*** Opening Record excerpts ***
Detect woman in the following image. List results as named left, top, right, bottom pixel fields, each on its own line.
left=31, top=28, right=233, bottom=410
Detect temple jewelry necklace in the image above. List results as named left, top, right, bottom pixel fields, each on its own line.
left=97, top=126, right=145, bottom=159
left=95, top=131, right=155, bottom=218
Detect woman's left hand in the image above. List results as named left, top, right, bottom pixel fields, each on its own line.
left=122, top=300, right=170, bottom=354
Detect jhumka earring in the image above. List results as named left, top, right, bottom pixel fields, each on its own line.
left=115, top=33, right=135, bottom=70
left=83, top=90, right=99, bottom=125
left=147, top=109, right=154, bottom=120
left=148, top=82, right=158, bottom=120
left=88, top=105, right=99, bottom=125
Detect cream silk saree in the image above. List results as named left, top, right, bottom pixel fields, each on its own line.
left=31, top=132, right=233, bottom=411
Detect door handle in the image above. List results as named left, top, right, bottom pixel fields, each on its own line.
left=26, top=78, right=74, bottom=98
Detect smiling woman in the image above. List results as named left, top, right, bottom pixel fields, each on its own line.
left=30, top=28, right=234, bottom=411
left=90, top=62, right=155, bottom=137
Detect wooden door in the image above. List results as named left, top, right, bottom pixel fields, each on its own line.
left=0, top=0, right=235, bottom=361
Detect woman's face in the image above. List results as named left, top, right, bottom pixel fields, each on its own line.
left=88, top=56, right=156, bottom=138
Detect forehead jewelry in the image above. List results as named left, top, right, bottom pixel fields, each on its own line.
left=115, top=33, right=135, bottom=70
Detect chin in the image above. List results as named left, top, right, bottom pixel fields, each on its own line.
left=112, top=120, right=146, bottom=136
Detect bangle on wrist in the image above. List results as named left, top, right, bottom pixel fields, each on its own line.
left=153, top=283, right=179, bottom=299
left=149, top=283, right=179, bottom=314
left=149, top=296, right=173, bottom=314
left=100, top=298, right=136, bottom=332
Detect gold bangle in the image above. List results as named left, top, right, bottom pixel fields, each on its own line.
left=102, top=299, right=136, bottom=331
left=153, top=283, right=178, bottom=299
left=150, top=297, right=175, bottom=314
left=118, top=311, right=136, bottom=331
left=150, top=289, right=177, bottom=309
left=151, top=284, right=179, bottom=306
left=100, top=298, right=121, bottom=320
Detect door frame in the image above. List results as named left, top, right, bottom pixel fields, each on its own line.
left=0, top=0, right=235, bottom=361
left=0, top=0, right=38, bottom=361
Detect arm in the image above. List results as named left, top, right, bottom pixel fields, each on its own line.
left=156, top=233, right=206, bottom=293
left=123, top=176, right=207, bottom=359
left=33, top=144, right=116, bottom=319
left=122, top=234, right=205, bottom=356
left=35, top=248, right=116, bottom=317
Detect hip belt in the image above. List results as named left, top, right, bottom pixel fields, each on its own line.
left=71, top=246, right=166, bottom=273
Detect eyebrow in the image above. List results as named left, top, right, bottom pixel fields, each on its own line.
*** Closing Record excerpts ***
_Exercise requirements_. Retype the material above exactly as given.

_Answer to the problem_.
Detect woman in the following image. List results as named left, top, right, bottom pixel fields, each on its own line.
left=31, top=28, right=233, bottom=410
Detect temple jewelry necklace in the image above. List results as named left, top, right, bottom pixel fields, each on its own line.
left=97, top=126, right=145, bottom=159
left=95, top=131, right=155, bottom=218
Detect woman's left hand in the image above. List results as named left, top, right, bottom pixel fields, each on its own line.
left=122, top=300, right=170, bottom=354
Detect jhumka earring in the image above. List results as named left, top, right, bottom pixel fields, each on its own line.
left=115, top=33, right=135, bottom=70
left=83, top=90, right=99, bottom=125
left=147, top=109, right=154, bottom=120
left=148, top=82, right=158, bottom=120
left=88, top=105, right=99, bottom=125
Detect cream silk saree in the image above. List results as named left, top, right, bottom pixel fields, each on its own line.
left=31, top=132, right=233, bottom=411
Detect door handle in the image above. List results as named left, top, right, bottom pixel fields, each on its own line.
left=26, top=78, right=74, bottom=98
Detect smiling woman in the image above. List results as named left, top, right, bottom pixel fields, each on its own line.
left=30, top=28, right=234, bottom=411
left=90, top=62, right=155, bottom=137
Detect wooden door in the image above. List results as named left, top, right, bottom pixel fields, each on its own line.
left=0, top=0, right=235, bottom=361
Detect woman's face in the image above. List results as named left, top, right, bottom pixel fields, each on its own line.
left=88, top=56, right=156, bottom=138
Detect forehead jewelry in the image above. List results as named left, top, right, bottom pixel fields, each on its own line.
left=115, top=33, right=135, bottom=70
Detect chin in the image above. List results as named left, top, right, bottom pixel fields, each on its own line.
left=112, top=120, right=146, bottom=136
Detect bangle on wrist in the image above. List results as named left, top, right, bottom pixel fields, each on its own line.
left=153, top=283, right=179, bottom=299
left=149, top=283, right=179, bottom=314
left=149, top=296, right=173, bottom=314
left=100, top=298, right=136, bottom=332
Detect gold bangle in the image above. List results as named left, top, right, bottom pixel fields, each on its own line.
left=102, top=299, right=136, bottom=331
left=153, top=283, right=178, bottom=299
left=150, top=297, right=175, bottom=314
left=118, top=311, right=136, bottom=331
left=150, top=289, right=177, bottom=309
left=151, top=284, right=179, bottom=306
left=100, top=298, right=121, bottom=320
Detect door frame in the image above. List results as named left, top, right, bottom pixel fields, each on its own line.
left=0, top=0, right=235, bottom=361
left=0, top=0, right=38, bottom=361
Detect arm in the image above. List results as named left, top, right, bottom pixel fields, each on its own line.
left=156, top=233, right=206, bottom=293
left=123, top=176, right=207, bottom=359
left=33, top=144, right=116, bottom=319
left=122, top=234, right=205, bottom=356
left=35, top=248, right=116, bottom=317
Detect hip belt in the image above. List results as named left, top, right, bottom pixel fields, each on its own line.
left=71, top=246, right=166, bottom=273
Detect eyebrow in the image above. List results as named left, top, right, bottom pixel fields, each on its own line.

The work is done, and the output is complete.